(Data for the task)
::::::::

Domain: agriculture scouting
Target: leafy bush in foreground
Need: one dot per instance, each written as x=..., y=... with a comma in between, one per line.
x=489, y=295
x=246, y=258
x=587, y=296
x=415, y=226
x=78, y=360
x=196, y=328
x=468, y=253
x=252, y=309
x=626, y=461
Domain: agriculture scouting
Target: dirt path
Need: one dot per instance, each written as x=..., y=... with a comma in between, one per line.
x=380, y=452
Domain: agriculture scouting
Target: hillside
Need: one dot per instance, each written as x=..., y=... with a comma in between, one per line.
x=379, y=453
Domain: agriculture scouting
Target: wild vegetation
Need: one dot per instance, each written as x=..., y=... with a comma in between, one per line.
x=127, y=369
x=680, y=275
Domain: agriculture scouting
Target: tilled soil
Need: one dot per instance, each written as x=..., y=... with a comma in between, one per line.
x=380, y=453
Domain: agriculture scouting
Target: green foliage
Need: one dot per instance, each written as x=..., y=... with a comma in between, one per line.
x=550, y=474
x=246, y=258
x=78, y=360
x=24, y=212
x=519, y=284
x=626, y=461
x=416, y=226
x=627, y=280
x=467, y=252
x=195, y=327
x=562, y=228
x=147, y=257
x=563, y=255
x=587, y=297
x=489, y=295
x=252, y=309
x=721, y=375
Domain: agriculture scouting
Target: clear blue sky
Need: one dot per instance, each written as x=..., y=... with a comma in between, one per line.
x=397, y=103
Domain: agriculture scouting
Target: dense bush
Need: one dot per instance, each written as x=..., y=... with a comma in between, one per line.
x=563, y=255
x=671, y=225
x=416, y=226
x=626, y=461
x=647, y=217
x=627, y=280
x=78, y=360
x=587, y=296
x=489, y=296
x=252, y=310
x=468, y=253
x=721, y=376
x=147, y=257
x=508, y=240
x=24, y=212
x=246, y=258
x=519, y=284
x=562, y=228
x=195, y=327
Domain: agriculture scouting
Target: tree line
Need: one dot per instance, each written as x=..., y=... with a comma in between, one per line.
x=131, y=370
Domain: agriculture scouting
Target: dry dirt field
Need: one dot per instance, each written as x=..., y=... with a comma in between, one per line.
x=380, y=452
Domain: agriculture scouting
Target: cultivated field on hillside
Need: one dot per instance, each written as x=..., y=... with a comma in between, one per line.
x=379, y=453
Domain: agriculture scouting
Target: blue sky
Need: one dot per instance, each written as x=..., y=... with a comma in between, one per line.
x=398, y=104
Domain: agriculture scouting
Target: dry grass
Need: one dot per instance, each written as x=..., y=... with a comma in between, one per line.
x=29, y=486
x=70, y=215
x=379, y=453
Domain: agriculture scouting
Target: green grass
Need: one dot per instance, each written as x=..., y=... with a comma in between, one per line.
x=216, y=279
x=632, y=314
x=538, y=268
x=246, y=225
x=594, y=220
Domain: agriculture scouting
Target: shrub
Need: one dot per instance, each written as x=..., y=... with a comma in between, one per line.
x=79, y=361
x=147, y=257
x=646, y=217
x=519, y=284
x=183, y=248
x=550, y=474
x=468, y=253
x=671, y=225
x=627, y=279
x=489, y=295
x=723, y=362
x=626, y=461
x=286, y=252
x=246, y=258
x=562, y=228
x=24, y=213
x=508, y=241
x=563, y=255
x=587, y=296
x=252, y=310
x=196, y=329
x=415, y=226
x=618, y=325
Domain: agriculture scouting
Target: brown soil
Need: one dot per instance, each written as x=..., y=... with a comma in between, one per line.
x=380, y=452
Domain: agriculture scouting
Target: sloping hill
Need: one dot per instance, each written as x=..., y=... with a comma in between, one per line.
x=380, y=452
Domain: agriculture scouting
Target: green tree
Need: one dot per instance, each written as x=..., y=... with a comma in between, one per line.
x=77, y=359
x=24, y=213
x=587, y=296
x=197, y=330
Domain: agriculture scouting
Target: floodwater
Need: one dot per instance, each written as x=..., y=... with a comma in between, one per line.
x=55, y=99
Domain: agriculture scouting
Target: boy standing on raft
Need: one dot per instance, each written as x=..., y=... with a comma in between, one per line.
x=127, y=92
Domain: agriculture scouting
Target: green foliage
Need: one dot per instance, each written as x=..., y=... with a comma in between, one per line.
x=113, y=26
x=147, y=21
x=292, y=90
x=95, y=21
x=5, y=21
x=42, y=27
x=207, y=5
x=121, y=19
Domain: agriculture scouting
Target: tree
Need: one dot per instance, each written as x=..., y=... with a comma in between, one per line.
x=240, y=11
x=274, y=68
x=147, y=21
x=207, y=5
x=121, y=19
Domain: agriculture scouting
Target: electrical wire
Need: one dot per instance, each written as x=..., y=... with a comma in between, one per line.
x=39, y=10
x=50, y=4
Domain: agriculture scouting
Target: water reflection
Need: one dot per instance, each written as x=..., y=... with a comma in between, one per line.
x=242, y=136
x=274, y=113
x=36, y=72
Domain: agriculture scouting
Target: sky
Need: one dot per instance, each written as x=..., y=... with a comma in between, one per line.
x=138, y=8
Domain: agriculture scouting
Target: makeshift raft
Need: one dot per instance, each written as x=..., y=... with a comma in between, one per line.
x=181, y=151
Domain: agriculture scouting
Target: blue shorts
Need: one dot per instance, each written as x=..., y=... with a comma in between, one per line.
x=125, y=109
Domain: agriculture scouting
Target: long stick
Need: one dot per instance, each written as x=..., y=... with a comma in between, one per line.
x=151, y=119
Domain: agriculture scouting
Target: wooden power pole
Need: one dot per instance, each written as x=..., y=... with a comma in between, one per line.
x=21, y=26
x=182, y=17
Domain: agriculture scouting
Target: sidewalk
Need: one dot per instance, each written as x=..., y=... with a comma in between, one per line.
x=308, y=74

::::::::

(Your objective) Rewrite the lines above as a Markdown table with the columns "Row" and "Line," giving each line its own numbered row and leaving out blank lines.

(Exercise response)
| Row | Line |
|---|---|
| 1 | Domain: agriculture scouting |
| 2 | Target: leafy bush in foreground |
| 3 | Need: one dot per instance, each written as x=..., y=... with a comma in between, one per line. |
| 4 | x=489, y=295 |
| 5 | x=246, y=258 |
| 6 | x=587, y=296 |
| 7 | x=415, y=226 |
| 8 | x=78, y=360 |
| 9 | x=196, y=328 |
| 10 | x=468, y=253 |
| 11 | x=252, y=309 |
| 12 | x=626, y=461 |
| 13 | Domain: agriculture scouting |
| 14 | Target: dirt path |
| 15 | Need: one dot per instance, each written as x=..., y=... with a comma in between, one per line. |
| 16 | x=380, y=452 |
| 17 | Domain: agriculture scouting |
| 18 | Target: hillside |
| 19 | Need: one dot per instance, each written as x=..., y=... with a comma in between, one per line. |
| 20 | x=379, y=453 |
| 21 | Domain: agriculture scouting |
| 22 | Target: wild vegetation |
| 23 | Need: one dot per instance, each written as x=..., y=... with a comma in between, one per line. |
| 24 | x=127, y=369 |
| 25 | x=680, y=275 |
| 26 | Domain: agriculture scouting |
| 27 | Target: tilled soil |
| 28 | Need: one dot per instance, each written as x=..., y=... with a comma in between, one per line. |
| 29 | x=380, y=453 |
| 30 | Domain: agriculture scouting |
| 31 | Target: green foliage |
| 32 | Need: one dot per instance, each written as x=..., y=... with a comma in between, one per line. |
| 33 | x=550, y=474 |
| 34 | x=246, y=258 |
| 35 | x=78, y=360 |
| 36 | x=24, y=212 |
| 37 | x=519, y=284 |
| 38 | x=626, y=461 |
| 39 | x=416, y=226 |
| 40 | x=627, y=280 |
| 41 | x=467, y=252 |
| 42 | x=195, y=327 |
| 43 | x=562, y=228 |
| 44 | x=147, y=257 |
| 45 | x=563, y=255 |
| 46 | x=587, y=297 |
| 47 | x=489, y=295 |
| 48 | x=252, y=309 |
| 49 | x=721, y=375 |
| 50 | Domain: agriculture scouting |
| 51 | Target: clear blue sky |
| 52 | Need: one dot per instance, each written as x=..., y=... with a comma in between, one per line. |
| 53 | x=397, y=103 |
| 54 | Domain: agriculture scouting |
| 55 | Target: dense bush |
| 56 | Need: one dot per instance, each written as x=..., y=... with a comma in between, one per line. |
| 57 | x=563, y=255 |
| 58 | x=671, y=225 |
| 59 | x=416, y=226 |
| 60 | x=626, y=461 |
| 61 | x=647, y=217 |
| 62 | x=627, y=280 |
| 63 | x=78, y=360 |
| 64 | x=587, y=296 |
| 65 | x=489, y=296 |
| 66 | x=252, y=310 |
| 67 | x=468, y=253 |
| 68 | x=721, y=376 |
| 69 | x=147, y=257 |
| 70 | x=508, y=240 |
| 71 | x=24, y=212 |
| 72 | x=246, y=258 |
| 73 | x=519, y=284 |
| 74 | x=562, y=228 |
| 75 | x=195, y=327 |
| 76 | Domain: agriculture scouting |
| 77 | Target: tree line |
| 78 | Need: one dot per instance, each written as x=..., y=... with a comma in between, one per line. |
| 79 | x=131, y=370 |
| 80 | Domain: agriculture scouting |
| 81 | Target: dry dirt field |
| 82 | Need: one dot per instance, each written as x=..., y=... with a comma in between, one per line. |
| 83 | x=380, y=452 |
| 84 | Domain: agriculture scouting |
| 85 | Target: cultivated field on hillside |
| 86 | Need: one dot per instance, each written as x=..., y=... with a comma in between, one per line. |
| 87 | x=379, y=453 |
| 88 | Domain: agriculture scouting |
| 89 | Target: blue sky |
| 90 | Need: one dot per instance, each written as x=..., y=... with a comma in between, one per line. |
| 91 | x=398, y=104 |
| 92 | Domain: agriculture scouting |
| 93 | Target: dry grass |
| 94 | Need: one dot per instance, each written as x=..., y=... with a comma in between, one per line. |
| 95 | x=29, y=486 |
| 96 | x=70, y=215 |
| 97 | x=379, y=453 |
| 98 | Domain: agriculture scouting |
| 99 | Target: green grass |
| 100 | Need: one dot per instance, each written as x=..., y=... with a comma in between, one per line. |
| 101 | x=216, y=279 |
| 102 | x=632, y=314 |
| 103 | x=538, y=268 |
| 104 | x=246, y=225 |
| 105 | x=594, y=220 |
| 106 | Domain: agriculture scouting |
| 107 | Target: shrub |
| 108 | Need: one dot per instance, each written as x=..., y=... with a comma in between, one per line. |
| 109 | x=79, y=361 |
| 110 | x=147, y=257 |
| 111 | x=646, y=217 |
| 112 | x=519, y=284 |
| 113 | x=183, y=248 |
| 114 | x=550, y=474 |
| 115 | x=468, y=253 |
| 116 | x=671, y=225 |
| 117 | x=627, y=279 |
| 118 | x=489, y=295 |
| 119 | x=723, y=362 |
| 120 | x=626, y=461 |
| 121 | x=286, y=252 |
| 122 | x=246, y=258 |
| 123 | x=562, y=228 |
| 124 | x=24, y=213 |
| 125 | x=508, y=241 |
| 126 | x=563, y=255 |
| 127 | x=587, y=296 |
| 128 | x=252, y=310 |
| 129 | x=196, y=329 |
| 130 | x=415, y=226 |
| 131 | x=618, y=325 |
| 132 | Domain: agriculture scouting |
| 133 | Target: brown soil |
| 134 | Need: one dot per instance, each written as x=..., y=... with a comma in between, one per line. |
| 135 | x=380, y=452 |
| 136 | Domain: agriculture scouting |
| 137 | Target: sloping hill |
| 138 | Need: one dot per instance, each written as x=..., y=... with a comma in between, one per line. |
| 139 | x=380, y=452 |
| 140 | Domain: agriculture scouting |
| 141 | Target: green tree |
| 142 | Need: one dot per instance, each written as x=..., y=... with a comma in between, one per line. |
| 143 | x=77, y=359 |
| 144 | x=24, y=213 |
| 145 | x=587, y=296 |
| 146 | x=197, y=330 |
| 147 | Domain: agriculture scouting |
| 148 | Target: floodwater |
| 149 | Need: one dot per instance, each written as x=..., y=... with a comma in between, one per line. |
| 150 | x=55, y=99 |
| 151 | Domain: agriculture scouting |
| 152 | Target: boy standing on raft |
| 153 | Need: one dot per instance, each written as x=..., y=... with a comma in between, one per line. |
| 154 | x=127, y=92 |
| 155 | Domain: agriculture scouting |
| 156 | Target: green foliage |
| 157 | Need: one dot per instance, each written as x=..., y=... with a comma in between, one per line. |
| 158 | x=113, y=26 |
| 159 | x=147, y=21 |
| 160 | x=292, y=90 |
| 161 | x=95, y=21 |
| 162 | x=5, y=21 |
| 163 | x=42, y=27 |
| 164 | x=207, y=5 |
| 165 | x=121, y=19 |
| 166 | Domain: agriculture scouting |
| 167 | Target: tree |
| 168 | Need: one dot per instance, each written as x=..., y=... with a comma in between, one per line. |
| 169 | x=240, y=11 |
| 170 | x=274, y=68 |
| 171 | x=147, y=21 |
| 172 | x=207, y=5 |
| 173 | x=121, y=19 |
| 174 | Domain: agriculture scouting |
| 175 | Target: electrical wire |
| 176 | Need: one dot per instance, each written as x=..., y=... with a comma in between, one per line. |
| 177 | x=39, y=10 |
| 178 | x=50, y=4 |
| 179 | Domain: agriculture scouting |
| 180 | Target: water reflection |
| 181 | Need: one dot per instance, each written as x=..., y=... with a comma in between, one per line. |
| 182 | x=242, y=136 |
| 183 | x=274, y=113 |
| 184 | x=36, y=72 |
| 185 | Domain: agriculture scouting |
| 186 | Target: sky |
| 187 | Need: one dot per instance, each written as x=..., y=... with a comma in between, one per line. |
| 188 | x=138, y=8 |
| 189 | Domain: agriculture scouting |
| 190 | Target: makeshift raft |
| 191 | Need: one dot per instance, each written as x=..., y=... with a comma in between, one per line. |
| 192 | x=181, y=151 |
| 193 | Domain: agriculture scouting |
| 194 | Target: blue shorts |
| 195 | Need: one dot per instance, each written as x=..., y=... with a comma in between, one per line. |
| 196 | x=125, y=109 |
| 197 | Domain: agriculture scouting |
| 198 | Target: long stick |
| 199 | Need: one dot per instance, each written as x=..., y=... with a comma in between, one per line. |
| 200 | x=151, y=119 |
| 201 | Domain: agriculture scouting |
| 202 | Target: wooden power pole |
| 203 | Need: one dot per instance, each written as x=..., y=... with a comma in between, one per line. |
| 204 | x=21, y=26 |
| 205 | x=182, y=17 |
| 206 | Domain: agriculture scouting |
| 207 | Target: sidewalk |
| 208 | Need: one dot per instance, each written as x=..., y=... with a comma in between, one per line. |
| 209 | x=308, y=74 |